=== Items from a data source ===

────────────────────────────────────────

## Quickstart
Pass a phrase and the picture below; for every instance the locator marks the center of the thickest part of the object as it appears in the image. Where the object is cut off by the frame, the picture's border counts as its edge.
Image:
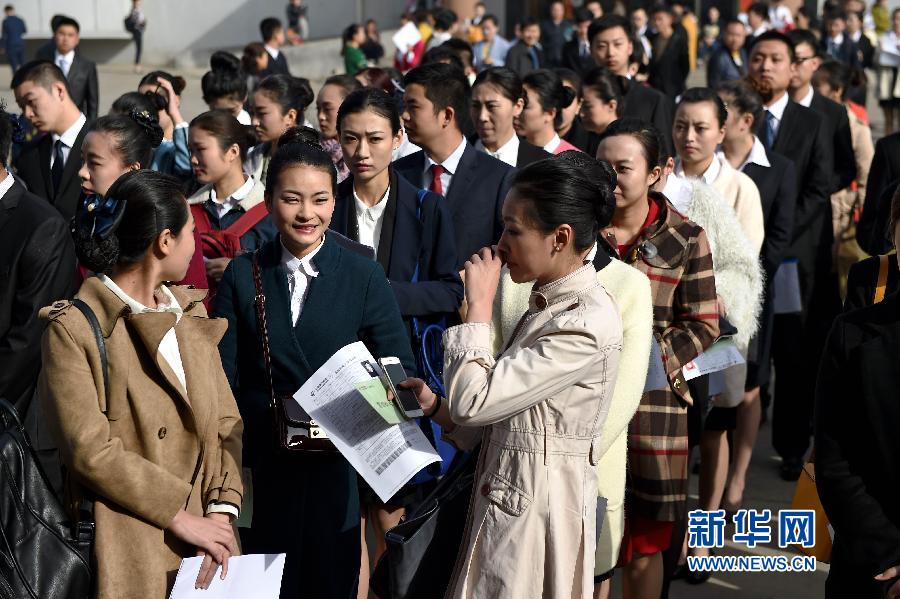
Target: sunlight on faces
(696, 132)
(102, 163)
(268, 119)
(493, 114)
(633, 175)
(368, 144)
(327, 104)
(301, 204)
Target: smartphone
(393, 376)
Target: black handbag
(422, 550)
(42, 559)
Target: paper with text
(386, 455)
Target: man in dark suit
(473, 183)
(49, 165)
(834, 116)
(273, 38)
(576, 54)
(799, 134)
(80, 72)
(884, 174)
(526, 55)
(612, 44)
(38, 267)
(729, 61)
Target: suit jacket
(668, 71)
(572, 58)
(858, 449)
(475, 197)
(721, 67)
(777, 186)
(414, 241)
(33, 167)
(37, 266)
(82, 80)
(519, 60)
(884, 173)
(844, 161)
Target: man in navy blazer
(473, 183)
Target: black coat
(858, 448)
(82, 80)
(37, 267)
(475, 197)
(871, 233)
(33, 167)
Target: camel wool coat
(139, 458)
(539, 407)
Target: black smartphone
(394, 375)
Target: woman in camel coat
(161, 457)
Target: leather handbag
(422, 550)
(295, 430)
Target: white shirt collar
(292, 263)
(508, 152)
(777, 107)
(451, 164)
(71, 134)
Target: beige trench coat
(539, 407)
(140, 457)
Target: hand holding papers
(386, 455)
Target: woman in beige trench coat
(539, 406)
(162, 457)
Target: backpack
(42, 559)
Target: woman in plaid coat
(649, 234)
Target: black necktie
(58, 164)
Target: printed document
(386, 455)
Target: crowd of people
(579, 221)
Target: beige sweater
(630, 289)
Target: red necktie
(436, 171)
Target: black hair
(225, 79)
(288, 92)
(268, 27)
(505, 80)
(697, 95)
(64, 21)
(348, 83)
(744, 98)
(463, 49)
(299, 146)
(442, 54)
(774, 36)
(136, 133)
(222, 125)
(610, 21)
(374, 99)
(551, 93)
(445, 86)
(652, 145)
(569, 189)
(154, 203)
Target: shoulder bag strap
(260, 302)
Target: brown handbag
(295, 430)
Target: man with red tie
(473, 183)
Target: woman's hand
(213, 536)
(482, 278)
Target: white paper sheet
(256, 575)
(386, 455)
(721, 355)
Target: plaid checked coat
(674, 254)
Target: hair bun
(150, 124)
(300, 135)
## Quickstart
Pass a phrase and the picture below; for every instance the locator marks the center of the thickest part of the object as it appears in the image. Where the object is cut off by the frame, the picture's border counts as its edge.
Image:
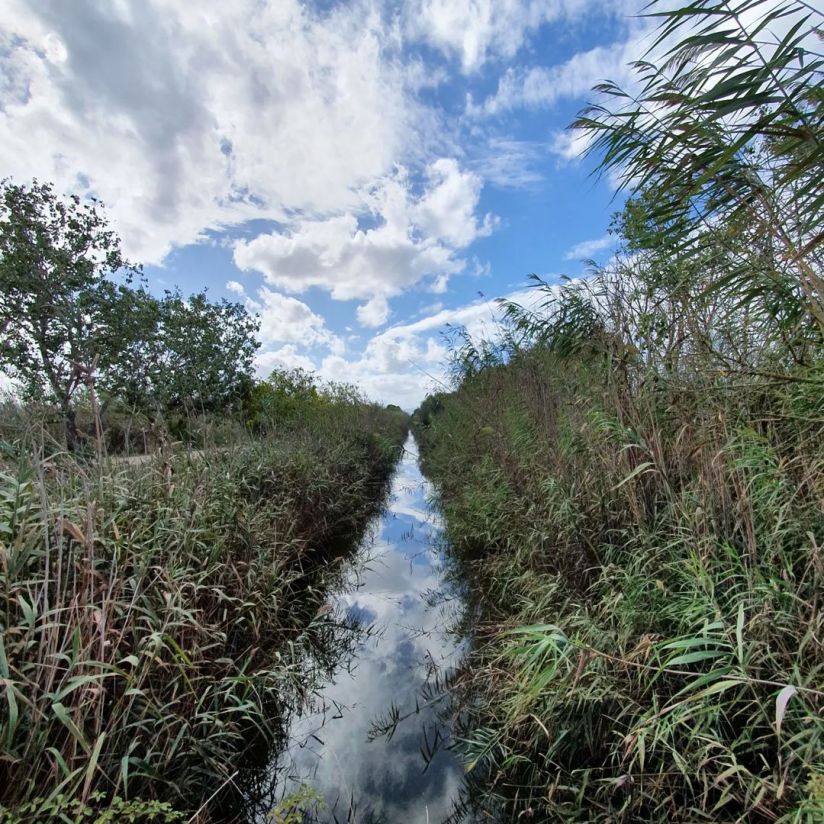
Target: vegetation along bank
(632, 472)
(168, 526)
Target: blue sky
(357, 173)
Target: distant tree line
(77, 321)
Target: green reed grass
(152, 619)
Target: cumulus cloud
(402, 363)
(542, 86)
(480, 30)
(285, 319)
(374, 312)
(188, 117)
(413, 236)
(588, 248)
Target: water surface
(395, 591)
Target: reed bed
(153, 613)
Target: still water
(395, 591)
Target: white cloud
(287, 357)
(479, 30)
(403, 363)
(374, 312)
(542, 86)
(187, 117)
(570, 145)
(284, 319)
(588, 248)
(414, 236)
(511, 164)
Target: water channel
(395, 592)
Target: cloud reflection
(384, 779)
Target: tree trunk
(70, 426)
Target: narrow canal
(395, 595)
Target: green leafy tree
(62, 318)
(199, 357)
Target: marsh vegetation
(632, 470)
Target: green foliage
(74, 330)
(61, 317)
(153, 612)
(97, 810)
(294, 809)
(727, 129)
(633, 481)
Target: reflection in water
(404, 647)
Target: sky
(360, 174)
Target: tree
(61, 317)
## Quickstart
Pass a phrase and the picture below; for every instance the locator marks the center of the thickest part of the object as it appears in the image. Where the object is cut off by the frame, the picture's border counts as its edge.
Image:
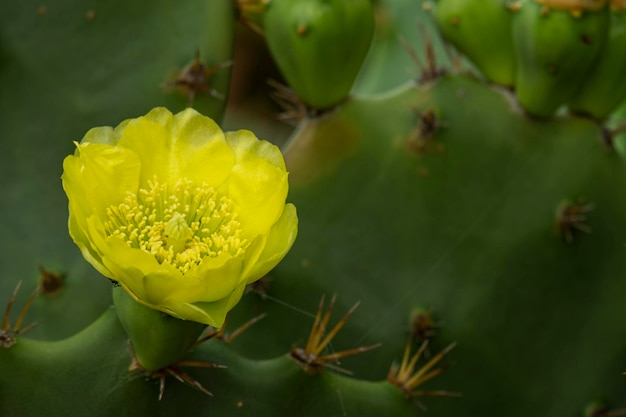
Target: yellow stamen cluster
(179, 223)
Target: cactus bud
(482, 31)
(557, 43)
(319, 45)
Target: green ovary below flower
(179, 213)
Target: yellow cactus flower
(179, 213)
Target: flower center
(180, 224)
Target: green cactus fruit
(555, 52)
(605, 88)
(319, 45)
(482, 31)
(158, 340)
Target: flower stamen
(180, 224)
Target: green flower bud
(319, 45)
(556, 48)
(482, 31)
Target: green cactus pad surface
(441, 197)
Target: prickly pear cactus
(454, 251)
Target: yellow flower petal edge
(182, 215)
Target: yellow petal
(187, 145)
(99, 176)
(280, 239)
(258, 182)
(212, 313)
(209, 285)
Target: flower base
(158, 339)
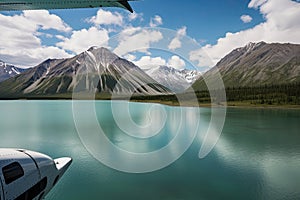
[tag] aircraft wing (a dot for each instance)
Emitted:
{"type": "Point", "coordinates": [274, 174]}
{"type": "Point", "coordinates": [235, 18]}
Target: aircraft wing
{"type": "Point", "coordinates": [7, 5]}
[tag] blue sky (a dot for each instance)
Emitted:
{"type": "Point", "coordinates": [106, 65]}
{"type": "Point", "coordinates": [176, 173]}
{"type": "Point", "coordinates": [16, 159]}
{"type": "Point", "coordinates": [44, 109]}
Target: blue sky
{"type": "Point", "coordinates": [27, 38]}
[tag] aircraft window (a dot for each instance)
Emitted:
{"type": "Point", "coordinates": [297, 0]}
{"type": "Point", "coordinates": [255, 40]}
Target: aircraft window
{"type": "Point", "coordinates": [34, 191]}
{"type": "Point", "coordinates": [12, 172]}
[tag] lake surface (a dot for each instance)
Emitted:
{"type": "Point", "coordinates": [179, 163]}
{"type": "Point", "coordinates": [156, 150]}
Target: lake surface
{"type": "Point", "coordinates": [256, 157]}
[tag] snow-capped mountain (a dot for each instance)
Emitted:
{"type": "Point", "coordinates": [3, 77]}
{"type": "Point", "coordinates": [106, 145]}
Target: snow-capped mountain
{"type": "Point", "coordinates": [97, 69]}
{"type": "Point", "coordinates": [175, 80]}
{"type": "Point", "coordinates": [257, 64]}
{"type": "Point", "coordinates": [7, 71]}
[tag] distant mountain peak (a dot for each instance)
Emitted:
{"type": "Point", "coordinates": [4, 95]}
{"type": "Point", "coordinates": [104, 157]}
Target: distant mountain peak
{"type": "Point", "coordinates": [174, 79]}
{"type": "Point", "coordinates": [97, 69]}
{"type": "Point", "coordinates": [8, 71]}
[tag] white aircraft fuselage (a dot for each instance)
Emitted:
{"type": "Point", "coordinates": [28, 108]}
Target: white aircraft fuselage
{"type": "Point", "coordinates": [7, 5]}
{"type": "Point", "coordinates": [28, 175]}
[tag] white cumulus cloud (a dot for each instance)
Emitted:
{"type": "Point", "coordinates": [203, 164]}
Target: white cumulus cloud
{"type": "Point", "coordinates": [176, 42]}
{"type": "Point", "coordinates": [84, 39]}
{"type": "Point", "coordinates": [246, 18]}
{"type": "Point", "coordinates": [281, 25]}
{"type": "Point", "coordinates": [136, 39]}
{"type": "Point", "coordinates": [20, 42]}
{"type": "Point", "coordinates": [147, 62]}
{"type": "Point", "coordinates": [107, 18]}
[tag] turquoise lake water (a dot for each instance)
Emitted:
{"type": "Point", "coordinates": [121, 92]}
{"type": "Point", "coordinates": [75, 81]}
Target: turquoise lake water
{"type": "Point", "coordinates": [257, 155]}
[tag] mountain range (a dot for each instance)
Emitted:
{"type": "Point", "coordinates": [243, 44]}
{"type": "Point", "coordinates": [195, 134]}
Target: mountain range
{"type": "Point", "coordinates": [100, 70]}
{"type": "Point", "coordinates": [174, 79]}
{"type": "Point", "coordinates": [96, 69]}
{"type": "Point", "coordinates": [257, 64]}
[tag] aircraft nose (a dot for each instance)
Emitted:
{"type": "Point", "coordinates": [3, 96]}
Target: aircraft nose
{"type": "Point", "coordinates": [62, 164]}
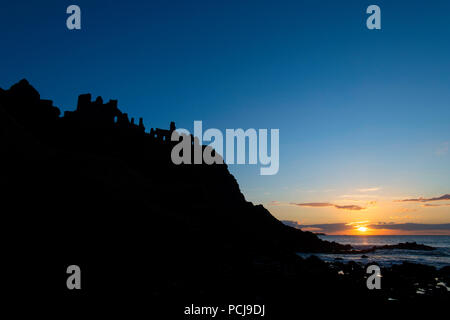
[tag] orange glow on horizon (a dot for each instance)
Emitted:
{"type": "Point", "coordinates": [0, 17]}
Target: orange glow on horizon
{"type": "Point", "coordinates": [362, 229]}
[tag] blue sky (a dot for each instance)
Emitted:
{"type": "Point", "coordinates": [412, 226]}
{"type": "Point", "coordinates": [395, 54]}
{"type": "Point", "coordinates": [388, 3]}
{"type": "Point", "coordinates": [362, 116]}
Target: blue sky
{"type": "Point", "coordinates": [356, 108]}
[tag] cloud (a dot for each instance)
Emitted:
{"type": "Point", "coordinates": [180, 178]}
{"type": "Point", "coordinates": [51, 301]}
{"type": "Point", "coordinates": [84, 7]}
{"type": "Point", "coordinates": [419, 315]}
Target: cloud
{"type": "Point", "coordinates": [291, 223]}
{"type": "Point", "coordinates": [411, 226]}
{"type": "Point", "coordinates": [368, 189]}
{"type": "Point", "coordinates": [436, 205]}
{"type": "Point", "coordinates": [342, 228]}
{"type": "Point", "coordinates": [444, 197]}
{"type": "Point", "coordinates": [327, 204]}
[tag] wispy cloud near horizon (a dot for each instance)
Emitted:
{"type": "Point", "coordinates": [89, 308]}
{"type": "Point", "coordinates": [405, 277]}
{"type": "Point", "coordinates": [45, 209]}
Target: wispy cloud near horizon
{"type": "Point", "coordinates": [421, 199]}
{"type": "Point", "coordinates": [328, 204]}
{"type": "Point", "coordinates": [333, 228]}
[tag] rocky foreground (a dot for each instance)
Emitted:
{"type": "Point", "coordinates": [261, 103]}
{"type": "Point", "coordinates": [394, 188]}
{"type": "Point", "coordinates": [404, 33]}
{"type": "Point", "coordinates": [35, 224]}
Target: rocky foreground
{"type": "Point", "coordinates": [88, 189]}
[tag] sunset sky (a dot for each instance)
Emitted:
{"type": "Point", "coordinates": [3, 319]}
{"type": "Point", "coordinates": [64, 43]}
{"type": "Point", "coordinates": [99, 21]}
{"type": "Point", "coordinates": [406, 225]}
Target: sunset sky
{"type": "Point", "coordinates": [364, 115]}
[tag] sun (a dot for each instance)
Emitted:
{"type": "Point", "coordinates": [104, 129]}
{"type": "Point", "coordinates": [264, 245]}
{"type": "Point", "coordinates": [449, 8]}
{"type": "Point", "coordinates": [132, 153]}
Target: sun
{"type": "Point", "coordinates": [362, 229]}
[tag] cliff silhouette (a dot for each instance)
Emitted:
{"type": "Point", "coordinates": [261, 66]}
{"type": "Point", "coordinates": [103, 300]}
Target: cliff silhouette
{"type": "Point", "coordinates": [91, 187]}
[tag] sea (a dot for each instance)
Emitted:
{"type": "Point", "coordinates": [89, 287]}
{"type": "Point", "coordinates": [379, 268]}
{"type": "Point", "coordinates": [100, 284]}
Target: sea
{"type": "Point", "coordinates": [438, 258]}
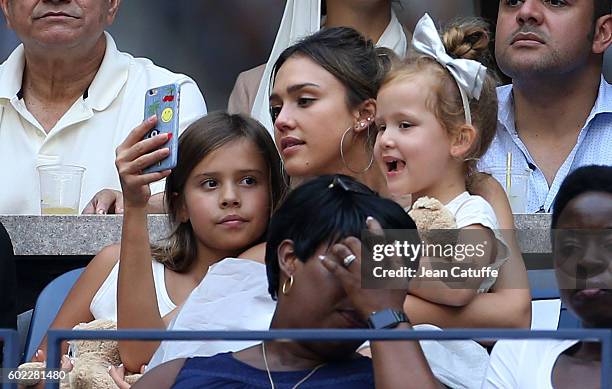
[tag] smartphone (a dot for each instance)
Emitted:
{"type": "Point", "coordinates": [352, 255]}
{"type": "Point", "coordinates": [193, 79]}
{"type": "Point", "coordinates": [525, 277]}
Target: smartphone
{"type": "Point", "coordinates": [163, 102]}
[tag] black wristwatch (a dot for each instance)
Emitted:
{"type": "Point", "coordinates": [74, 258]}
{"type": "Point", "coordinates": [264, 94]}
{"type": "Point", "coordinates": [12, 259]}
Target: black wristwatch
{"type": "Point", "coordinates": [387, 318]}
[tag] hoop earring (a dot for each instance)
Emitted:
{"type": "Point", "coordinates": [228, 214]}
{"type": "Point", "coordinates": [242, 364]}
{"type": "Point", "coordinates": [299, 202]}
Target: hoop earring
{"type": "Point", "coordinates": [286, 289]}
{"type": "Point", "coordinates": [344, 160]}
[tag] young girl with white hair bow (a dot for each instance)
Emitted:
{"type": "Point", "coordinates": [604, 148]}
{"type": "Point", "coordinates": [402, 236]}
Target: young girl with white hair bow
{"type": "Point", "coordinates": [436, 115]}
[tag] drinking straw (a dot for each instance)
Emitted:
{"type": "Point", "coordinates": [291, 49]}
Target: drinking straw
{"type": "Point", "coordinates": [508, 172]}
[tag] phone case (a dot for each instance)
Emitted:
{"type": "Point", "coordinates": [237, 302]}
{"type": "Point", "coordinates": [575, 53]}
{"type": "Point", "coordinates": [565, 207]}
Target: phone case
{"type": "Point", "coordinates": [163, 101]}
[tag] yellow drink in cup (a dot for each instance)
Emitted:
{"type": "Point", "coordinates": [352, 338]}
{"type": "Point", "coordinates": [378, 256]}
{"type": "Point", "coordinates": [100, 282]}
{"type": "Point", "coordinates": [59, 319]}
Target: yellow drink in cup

────────────────────────────────────────

Output exactly the lines from the one containing "[tag] drinking straw" through the last line of the entries, both ends included.

[tag] drinking straw (a dot for each instance)
Emitted:
{"type": "Point", "coordinates": [291, 49]}
Target: drinking straw
{"type": "Point", "coordinates": [508, 172]}
[tag] phone case (a dot for each instance)
Emitted:
{"type": "Point", "coordinates": [237, 302]}
{"type": "Point", "coordinates": [575, 53]}
{"type": "Point", "coordinates": [565, 207]}
Target: phone case
{"type": "Point", "coordinates": [163, 101]}
[tag] yellow drink in cup (a dot for each instance)
Emitted:
{"type": "Point", "coordinates": [352, 338]}
{"type": "Point", "coordinates": [378, 256]}
{"type": "Point", "coordinates": [100, 282]}
{"type": "Point", "coordinates": [59, 319]}
Target: yellow drink in cup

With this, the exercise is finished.